**** Text segment ****

Trolling through David's blogs [using the fishing analogy, not the Nordic legend bridge-haunting metaphor], I find subjects of excellent quality and superb variety. Ever since I read E. O. Wilson's Sociobiology in the late '70s, I've had an abiding interest in just how social interrelationships contribute to the welfare of society. This goes beyond politics and the day-to-day water-cooler gossip curiosity about how people interact. Brooks is superb in this respect, and always piques my curiosity when I pick up his books like the one I read decades ago on the suburbs as some sort of New Babylon.
Here's one of David's recent selections from his insatiable curious miscellany:
It’s well known from the work of Arthur Brooks and others that conservatives give much more to charity than liberals, especially charities meant to alleviate poverty. That makes sense. Liberals believe in government provisions more and conservatives believe in private provisions more. James Lindgren of Northwestern University recently published a Northwestern Law and Economics Research Paper in which he compared attitudes about income redistribution and other beliefs.
He relied on data from the General Social Surveys conducted by the National Opinion Research Center between 1980s and 2004. He found that people who express traditionally racist views (on interracial marriage and such) tend to oppose free market capitalism. Those who express less tolerance toward a variety of minority groups also are more hostile to capitalism.
Though these results describe the section of the population that openly expresses racist or intolerant views, Lindgren’s really interesting results concern the relationship between attitudes toward income distribution and other mental and emotional traits. For example, he writes:
“Compared to anti-redistributionists, strong redistributionists have about two or three times higher odds of reporting that in the prior seven days that they were angry, mad at someone, outraged, sad, lonely, and had trouble shaking the blues. Similarly, anti-redistributionists had about two to four times higher odds of reporting being happy or at ease. Not only do redistributionists report more anger, but they report that their anger lasts longer. When asked about the last time they were angry, strong redistribuitonists were more than twice as likely as strong opponents of leveling to admit that they responded to their anger by plotting revenge. Last, both redistributionists and anti-capitalists expressed lower overall happiness, less happy marriages and lower satisfaction with their financial situations and with their jobs or housework. ”
People who oppose redistributionist policies were also more likely to report altruistric behavior and were more likely to donate to charities. One exception: redistributionists were more likely to give to homeless people on the street.

**** Extracted entries ****

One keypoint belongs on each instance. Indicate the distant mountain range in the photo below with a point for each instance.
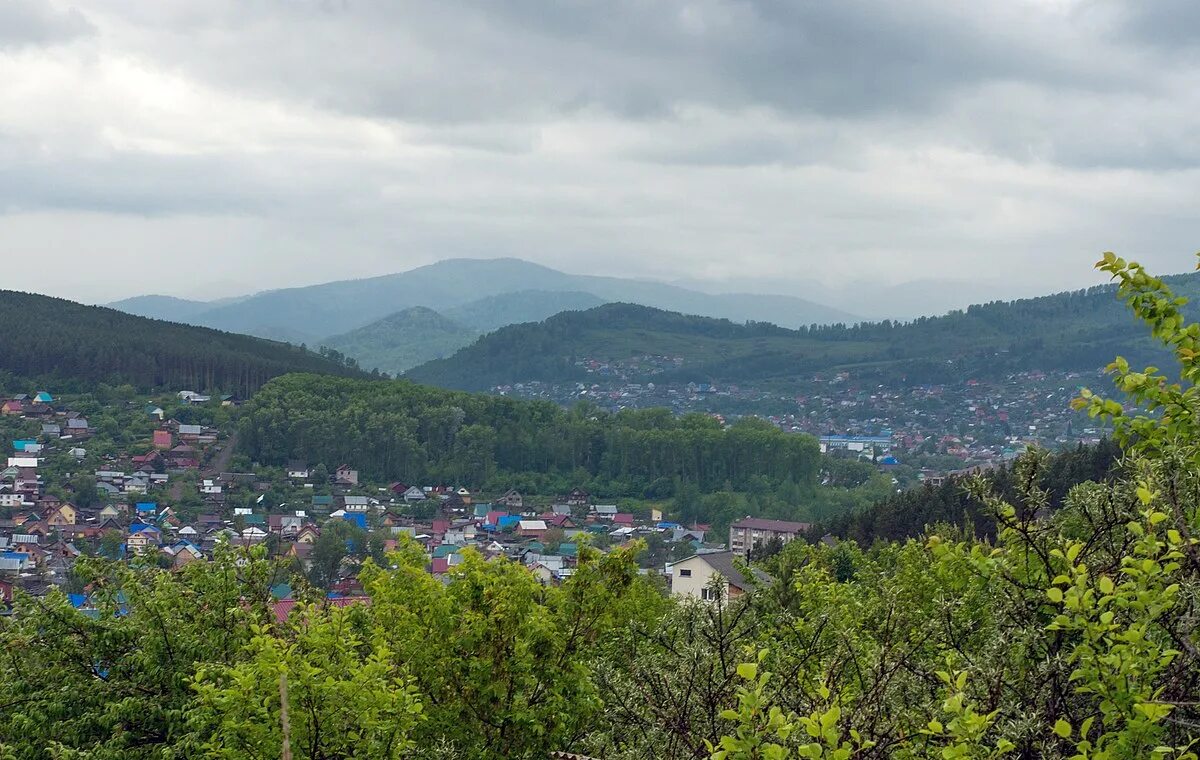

****
**** Extracted entries ****

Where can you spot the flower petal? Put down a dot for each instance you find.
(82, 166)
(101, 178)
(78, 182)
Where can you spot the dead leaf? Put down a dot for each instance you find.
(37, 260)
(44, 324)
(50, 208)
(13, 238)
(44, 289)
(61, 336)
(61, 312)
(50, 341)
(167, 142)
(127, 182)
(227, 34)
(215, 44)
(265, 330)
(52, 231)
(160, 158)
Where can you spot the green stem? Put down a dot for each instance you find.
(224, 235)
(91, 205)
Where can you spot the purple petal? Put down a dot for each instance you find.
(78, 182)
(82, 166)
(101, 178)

****

Actions to take →
[1] Rewrite the part of the post on attitudes toward income redistribution between "People who oppose" and "on the street.", inclusive, and put "nonprofits" in place of "charities".
[2] In the post on attitudes toward income redistribution, whose data did James Lindgren rely on?

Solutions to the exercise →
[1]
People who oppose redistributionist policies were also more likely to report altruistric behavior and were more likely to donate to nonprofits. One exception: redistributionists were more likely to give to homeless people on the street.

[2] He relied on data from the General Social Surveys conducted by the National Opinion Research Center.